What the task asks: How many of the lines below contain the string "cloud", with case counting? Reply with the number alone.

::::::::

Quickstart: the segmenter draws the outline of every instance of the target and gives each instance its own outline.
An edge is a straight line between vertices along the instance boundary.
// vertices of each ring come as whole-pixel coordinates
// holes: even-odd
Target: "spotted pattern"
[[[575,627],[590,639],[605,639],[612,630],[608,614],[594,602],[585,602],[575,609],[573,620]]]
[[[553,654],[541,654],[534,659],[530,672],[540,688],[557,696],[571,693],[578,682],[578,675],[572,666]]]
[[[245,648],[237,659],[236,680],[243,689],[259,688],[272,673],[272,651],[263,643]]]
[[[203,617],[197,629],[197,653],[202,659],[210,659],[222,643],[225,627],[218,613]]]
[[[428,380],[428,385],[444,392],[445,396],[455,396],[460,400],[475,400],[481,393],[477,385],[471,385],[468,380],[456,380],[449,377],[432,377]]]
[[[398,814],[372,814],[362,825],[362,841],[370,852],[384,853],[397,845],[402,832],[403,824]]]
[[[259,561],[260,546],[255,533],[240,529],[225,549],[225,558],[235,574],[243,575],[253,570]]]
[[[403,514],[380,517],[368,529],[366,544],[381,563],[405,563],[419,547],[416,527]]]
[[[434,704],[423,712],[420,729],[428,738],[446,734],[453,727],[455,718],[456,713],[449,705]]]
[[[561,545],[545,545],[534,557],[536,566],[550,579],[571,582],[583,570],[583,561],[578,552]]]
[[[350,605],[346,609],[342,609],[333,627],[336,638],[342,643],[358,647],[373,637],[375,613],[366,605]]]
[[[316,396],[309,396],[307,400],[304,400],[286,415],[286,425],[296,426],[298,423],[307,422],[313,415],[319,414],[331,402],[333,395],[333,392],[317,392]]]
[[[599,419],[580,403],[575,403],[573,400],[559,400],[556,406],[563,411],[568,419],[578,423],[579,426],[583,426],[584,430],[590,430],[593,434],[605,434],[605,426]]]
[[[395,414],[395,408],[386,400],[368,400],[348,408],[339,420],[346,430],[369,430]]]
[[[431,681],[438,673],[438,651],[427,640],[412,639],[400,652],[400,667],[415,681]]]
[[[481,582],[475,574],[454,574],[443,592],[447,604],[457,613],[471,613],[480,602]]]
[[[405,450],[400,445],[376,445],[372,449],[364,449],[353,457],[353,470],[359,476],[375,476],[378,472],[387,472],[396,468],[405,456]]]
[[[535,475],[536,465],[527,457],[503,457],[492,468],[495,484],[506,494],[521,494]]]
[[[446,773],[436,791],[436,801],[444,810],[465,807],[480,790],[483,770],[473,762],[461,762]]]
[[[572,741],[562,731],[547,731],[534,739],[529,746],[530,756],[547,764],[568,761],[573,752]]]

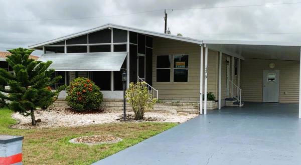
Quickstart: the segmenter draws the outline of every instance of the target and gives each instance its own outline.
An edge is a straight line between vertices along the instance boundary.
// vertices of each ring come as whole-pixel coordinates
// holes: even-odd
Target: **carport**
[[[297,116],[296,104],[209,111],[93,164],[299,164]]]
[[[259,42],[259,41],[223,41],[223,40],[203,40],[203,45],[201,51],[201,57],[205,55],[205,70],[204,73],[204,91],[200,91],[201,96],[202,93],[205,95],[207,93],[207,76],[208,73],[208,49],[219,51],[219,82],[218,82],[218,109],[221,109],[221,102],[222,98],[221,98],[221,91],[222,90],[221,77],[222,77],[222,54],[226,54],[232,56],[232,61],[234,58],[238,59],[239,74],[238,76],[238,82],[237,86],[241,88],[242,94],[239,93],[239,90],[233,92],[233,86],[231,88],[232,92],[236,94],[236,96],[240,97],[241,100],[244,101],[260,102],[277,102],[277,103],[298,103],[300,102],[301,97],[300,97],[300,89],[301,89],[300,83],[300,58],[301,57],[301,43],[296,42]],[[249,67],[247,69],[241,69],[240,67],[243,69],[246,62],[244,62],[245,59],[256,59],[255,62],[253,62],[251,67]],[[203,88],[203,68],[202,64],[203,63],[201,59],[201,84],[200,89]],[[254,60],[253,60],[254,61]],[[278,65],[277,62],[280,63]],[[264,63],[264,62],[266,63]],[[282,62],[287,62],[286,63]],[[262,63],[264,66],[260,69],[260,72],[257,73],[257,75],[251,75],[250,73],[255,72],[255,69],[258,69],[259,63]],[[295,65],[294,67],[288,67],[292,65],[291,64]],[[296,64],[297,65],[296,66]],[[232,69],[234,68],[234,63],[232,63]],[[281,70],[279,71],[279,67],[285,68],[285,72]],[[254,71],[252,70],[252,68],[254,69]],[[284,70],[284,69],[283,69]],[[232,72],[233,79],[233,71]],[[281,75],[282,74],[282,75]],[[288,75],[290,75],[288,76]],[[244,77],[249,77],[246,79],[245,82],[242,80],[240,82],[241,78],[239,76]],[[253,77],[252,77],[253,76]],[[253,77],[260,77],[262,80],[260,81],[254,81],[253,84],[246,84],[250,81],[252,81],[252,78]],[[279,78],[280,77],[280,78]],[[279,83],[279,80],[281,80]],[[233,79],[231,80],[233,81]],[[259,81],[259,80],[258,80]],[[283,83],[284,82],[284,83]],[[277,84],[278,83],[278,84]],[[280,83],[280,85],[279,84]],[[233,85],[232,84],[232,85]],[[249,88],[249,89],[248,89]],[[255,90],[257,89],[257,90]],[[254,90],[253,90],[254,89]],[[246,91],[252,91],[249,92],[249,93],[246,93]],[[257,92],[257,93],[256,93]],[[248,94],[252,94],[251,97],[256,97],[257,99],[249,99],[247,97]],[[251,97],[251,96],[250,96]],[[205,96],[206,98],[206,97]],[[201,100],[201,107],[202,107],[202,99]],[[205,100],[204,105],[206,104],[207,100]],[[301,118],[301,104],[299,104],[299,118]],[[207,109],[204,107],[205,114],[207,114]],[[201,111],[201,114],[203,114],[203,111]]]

::::::::

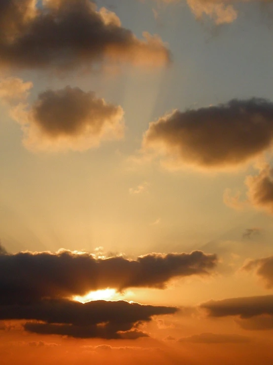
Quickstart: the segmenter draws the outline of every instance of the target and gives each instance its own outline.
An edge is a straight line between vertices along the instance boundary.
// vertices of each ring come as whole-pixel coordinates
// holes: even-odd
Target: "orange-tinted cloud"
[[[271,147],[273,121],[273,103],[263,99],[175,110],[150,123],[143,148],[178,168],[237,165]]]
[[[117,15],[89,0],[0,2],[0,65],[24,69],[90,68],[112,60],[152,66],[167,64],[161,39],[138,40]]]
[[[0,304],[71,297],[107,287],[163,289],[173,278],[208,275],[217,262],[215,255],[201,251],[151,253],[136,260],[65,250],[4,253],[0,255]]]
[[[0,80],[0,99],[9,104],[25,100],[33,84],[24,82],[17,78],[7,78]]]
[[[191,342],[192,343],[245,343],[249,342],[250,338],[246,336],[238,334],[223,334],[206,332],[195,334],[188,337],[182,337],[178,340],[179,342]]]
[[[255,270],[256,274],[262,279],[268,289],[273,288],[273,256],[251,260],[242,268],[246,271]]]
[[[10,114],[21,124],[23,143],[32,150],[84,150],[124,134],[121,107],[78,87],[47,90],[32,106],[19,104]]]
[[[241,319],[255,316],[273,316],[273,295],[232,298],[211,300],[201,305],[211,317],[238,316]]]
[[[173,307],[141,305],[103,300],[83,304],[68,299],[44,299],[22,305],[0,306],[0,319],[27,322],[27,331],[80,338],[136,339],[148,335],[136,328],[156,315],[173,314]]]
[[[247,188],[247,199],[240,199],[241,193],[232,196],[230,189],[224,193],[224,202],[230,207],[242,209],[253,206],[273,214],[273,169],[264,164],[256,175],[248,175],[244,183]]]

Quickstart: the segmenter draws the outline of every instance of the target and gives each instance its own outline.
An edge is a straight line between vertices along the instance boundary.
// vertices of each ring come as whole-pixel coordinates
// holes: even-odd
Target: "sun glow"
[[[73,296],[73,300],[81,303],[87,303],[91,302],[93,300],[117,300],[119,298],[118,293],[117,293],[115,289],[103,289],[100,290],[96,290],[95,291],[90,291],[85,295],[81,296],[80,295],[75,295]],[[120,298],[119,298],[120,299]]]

::::::::

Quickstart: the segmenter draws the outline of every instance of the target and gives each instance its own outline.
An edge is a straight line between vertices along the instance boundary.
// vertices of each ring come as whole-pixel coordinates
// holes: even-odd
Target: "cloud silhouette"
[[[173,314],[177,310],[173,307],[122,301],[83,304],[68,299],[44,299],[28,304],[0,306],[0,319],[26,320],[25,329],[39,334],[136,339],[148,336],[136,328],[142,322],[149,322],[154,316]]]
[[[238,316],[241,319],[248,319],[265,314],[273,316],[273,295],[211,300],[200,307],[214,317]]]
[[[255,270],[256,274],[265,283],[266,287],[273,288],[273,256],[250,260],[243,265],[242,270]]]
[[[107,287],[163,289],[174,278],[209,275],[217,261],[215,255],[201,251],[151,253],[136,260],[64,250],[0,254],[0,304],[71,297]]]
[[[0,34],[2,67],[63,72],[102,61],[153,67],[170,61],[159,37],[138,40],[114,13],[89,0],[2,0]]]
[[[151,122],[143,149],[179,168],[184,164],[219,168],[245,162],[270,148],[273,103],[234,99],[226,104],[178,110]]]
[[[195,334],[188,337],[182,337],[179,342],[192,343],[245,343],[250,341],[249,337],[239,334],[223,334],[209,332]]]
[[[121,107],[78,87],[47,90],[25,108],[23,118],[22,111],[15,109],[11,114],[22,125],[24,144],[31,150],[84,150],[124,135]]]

::::::::

Completed task: 2